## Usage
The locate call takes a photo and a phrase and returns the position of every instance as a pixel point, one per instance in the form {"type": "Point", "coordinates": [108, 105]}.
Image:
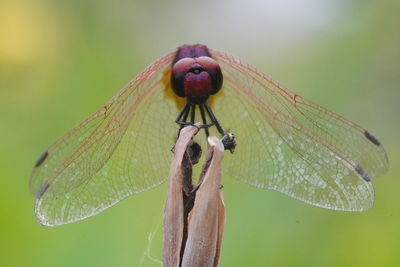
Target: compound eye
{"type": "Point", "coordinates": [183, 65]}
{"type": "Point", "coordinates": [208, 63]}
{"type": "Point", "coordinates": [213, 69]}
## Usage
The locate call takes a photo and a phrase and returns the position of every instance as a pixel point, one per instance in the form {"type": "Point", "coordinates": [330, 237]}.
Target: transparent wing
{"type": "Point", "coordinates": [120, 150]}
{"type": "Point", "coordinates": [294, 146]}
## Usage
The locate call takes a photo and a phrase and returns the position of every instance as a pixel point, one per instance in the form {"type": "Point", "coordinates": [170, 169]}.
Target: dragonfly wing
{"type": "Point", "coordinates": [294, 146]}
{"type": "Point", "coordinates": [121, 150]}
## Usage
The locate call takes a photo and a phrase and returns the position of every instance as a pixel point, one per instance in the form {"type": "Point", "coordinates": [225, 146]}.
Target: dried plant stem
{"type": "Point", "coordinates": [194, 222]}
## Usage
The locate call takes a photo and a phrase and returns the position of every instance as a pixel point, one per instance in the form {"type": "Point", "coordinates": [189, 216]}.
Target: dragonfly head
{"type": "Point", "coordinates": [195, 77]}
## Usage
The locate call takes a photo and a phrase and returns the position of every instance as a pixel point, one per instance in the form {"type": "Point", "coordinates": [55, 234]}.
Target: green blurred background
{"type": "Point", "coordinates": [61, 60]}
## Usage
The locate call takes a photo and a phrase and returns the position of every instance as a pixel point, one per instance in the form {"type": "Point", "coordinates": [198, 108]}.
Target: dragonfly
{"type": "Point", "coordinates": [284, 141]}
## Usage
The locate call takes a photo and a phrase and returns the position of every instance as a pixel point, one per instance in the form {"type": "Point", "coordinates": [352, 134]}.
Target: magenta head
{"type": "Point", "coordinates": [195, 74]}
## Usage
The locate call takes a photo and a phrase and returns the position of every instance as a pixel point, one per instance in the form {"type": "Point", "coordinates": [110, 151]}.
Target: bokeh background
{"type": "Point", "coordinates": [61, 60]}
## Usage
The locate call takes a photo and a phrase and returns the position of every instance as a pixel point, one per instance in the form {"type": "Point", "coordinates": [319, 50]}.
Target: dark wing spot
{"type": "Point", "coordinates": [372, 138]}
{"type": "Point", "coordinates": [363, 173]}
{"type": "Point", "coordinates": [41, 159]}
{"type": "Point", "coordinates": [43, 189]}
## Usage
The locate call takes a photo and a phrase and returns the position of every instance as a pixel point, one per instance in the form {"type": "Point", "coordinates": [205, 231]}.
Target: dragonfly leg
{"type": "Point", "coordinates": [203, 117]}
{"type": "Point", "coordinates": [213, 119]}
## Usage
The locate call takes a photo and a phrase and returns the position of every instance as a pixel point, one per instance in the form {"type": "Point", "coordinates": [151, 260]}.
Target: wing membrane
{"type": "Point", "coordinates": [115, 153]}
{"type": "Point", "coordinates": [294, 146]}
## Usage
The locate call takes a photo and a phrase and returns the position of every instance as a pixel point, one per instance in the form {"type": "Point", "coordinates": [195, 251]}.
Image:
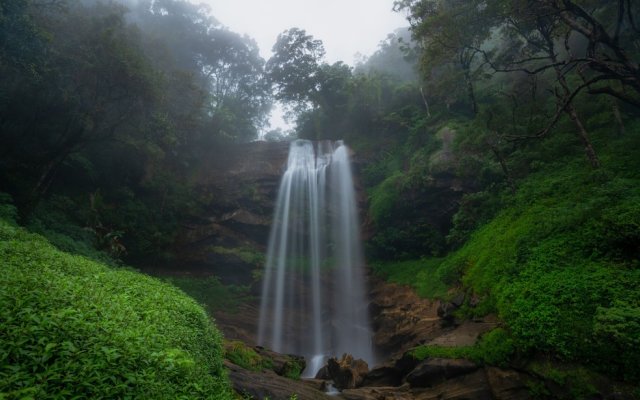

━━━━

### Directions for this task
The records above need retyping in full. Omit the pictures, and change nothing else.

### Answer for this exercise
## Usage
The locate call takes a photo and a phrase and returns the position of every instance as a pixel point, one per instance in the form {"type": "Point", "coordinates": [108, 105]}.
Image:
Target: compound eye
{"type": "Point", "coordinates": [183, 65]}
{"type": "Point", "coordinates": [208, 63]}
{"type": "Point", "coordinates": [213, 69]}
## Usage
The locate call takes a photo and a phrase and returns the position of every instance as a pixel point, one per instance in the form {"type": "Point", "coordinates": [330, 237]}.
Target: transparent wing
{"type": "Point", "coordinates": [120, 150]}
{"type": "Point", "coordinates": [294, 146]}
## Usage
The locate call takes a photo and a phrase and returns the position of every instance as a pixel point, one per instance in the form {"type": "Point", "coordinates": [170, 169]}.
Target: dragonfly wing
{"type": "Point", "coordinates": [294, 146]}
{"type": "Point", "coordinates": [121, 150]}
## Usage
The locate call takes a photo and a phrase and returns the position of every instance as a pixel point, one per instance in the form {"type": "Point", "coordinates": [225, 146]}.
Target: dried plant stem
{"type": "Point", "coordinates": [194, 222]}
## Usage
The locate call takes a photo and a phrase and returns the position of every instance as a pixel point, one per instance in the form {"type": "Point", "coordinates": [189, 216]}.
Target: dragonfly head
{"type": "Point", "coordinates": [195, 77]}
## Usage
The locate call takes a photo and a phrase and returns the position of every instance as a pixel point, one per instance in the form {"type": "Point", "coordinates": [55, 234]}.
Target: green blurred background
{"type": "Point", "coordinates": [61, 60]}
## Usage
The locate call takes a photo and a phrase and returns the position of every instance as a pixel point, one per instance in the form {"type": "Point", "coordinates": [198, 108]}.
Target: dragonfly
{"type": "Point", "coordinates": [284, 141]}
## Usage
The locate call takes a photo and a phrase and returns the position of every instance as a pixel point, one per instance in the form {"type": "Point", "coordinates": [352, 134]}.
Target: magenta head
{"type": "Point", "coordinates": [195, 74]}
## Usage
The locate call takes a photo and a phrase and returns the position of every instance as a pixel point, one per instance in the form {"type": "Point", "coordinates": [110, 151]}.
Target: bokeh background
{"type": "Point", "coordinates": [61, 60]}
## Usage
The locate call takes a photo and a phrase and returns the position of every instance as a pixel point, one per instance in the form {"type": "Point", "coordinates": [319, 50]}.
Target: dark wing spot
{"type": "Point", "coordinates": [372, 138]}
{"type": "Point", "coordinates": [363, 173]}
{"type": "Point", "coordinates": [41, 159]}
{"type": "Point", "coordinates": [43, 189]}
## Usage
The locate call takes a photo and a phrase and returns the position of every instance as a pixel point, one per instance in the form {"type": "Point", "coordinates": [205, 231]}.
Target: dragonfly leg
{"type": "Point", "coordinates": [203, 117]}
{"type": "Point", "coordinates": [213, 119]}
## Usage
The locate call takes a photo and a phrase and returns the position of every instance as a pixel point, one per instance in the form {"type": "Point", "coordinates": [151, 260]}.
Target: wing membrane
{"type": "Point", "coordinates": [115, 153]}
{"type": "Point", "coordinates": [294, 146]}
## Usage
The locate call takes a photo and a phrase and returns the position of every instance as a pixel point, one per instance in the form {"type": "Point", "coordinates": [195, 251]}.
Image:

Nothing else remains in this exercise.